[The task]: Copy the records below verbatim, from their first line through the line containing "[368,322,500,375]", including both of those lines.

===== Dataset extract =====

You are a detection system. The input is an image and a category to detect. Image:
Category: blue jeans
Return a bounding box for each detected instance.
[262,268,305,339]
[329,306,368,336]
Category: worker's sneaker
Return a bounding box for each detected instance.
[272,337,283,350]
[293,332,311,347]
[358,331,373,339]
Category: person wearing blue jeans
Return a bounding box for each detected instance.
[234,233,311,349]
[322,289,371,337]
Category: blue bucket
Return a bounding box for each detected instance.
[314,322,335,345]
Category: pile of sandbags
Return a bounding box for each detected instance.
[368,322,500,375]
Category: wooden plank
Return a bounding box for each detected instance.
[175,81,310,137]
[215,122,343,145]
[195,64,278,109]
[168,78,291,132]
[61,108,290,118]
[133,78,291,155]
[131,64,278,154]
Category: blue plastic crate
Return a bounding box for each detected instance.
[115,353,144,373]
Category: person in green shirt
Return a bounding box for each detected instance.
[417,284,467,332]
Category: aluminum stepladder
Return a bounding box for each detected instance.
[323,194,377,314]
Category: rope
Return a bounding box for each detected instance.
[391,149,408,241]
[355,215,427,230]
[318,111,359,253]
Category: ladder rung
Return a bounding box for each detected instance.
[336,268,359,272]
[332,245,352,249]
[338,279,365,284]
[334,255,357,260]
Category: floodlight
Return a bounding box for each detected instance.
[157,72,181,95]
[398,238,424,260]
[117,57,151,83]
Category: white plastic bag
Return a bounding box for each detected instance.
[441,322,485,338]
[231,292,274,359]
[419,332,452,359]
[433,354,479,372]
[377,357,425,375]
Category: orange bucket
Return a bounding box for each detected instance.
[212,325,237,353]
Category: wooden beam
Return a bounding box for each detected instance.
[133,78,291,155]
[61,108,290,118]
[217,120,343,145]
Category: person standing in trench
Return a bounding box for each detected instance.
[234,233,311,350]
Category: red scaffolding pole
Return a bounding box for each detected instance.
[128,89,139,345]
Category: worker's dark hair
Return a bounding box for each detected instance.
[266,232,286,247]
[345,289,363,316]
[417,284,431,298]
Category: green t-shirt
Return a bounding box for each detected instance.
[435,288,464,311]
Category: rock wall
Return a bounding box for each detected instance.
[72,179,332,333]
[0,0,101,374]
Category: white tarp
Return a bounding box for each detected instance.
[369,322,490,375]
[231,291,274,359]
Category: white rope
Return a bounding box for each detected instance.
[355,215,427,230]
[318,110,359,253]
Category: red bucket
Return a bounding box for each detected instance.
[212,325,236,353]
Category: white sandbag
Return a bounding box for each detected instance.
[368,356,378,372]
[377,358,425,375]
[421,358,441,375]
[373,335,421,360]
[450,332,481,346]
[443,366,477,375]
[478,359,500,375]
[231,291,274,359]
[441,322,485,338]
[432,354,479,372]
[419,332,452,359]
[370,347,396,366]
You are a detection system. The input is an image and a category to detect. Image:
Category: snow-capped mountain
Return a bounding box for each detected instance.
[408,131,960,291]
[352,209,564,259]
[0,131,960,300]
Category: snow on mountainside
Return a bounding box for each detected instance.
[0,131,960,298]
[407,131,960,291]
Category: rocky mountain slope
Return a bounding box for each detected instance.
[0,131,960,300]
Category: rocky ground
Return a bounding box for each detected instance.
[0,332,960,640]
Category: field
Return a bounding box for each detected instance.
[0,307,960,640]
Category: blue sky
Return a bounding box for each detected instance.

=====

[Written response]:
You are a detection system. The input is an image and a category to detect. Image:
Category: blue jeans
Return a bounding box for each detected instance.
[262,268,305,339]
[329,306,368,336]
Category: worker's sneaker
Return a bounding box for each detected instance.
[272,337,283,350]
[293,332,311,347]
[358,331,373,339]
Category: person wearing blue jeans
Return a bounding box for each detected instance.
[234,233,311,349]
[322,289,371,337]
Category: blue bucket
Return a bounding box for each detected instance.
[314,322,335,345]
Category: pile of sandbags
Return a bounding box for each detected instance.
[368,322,500,375]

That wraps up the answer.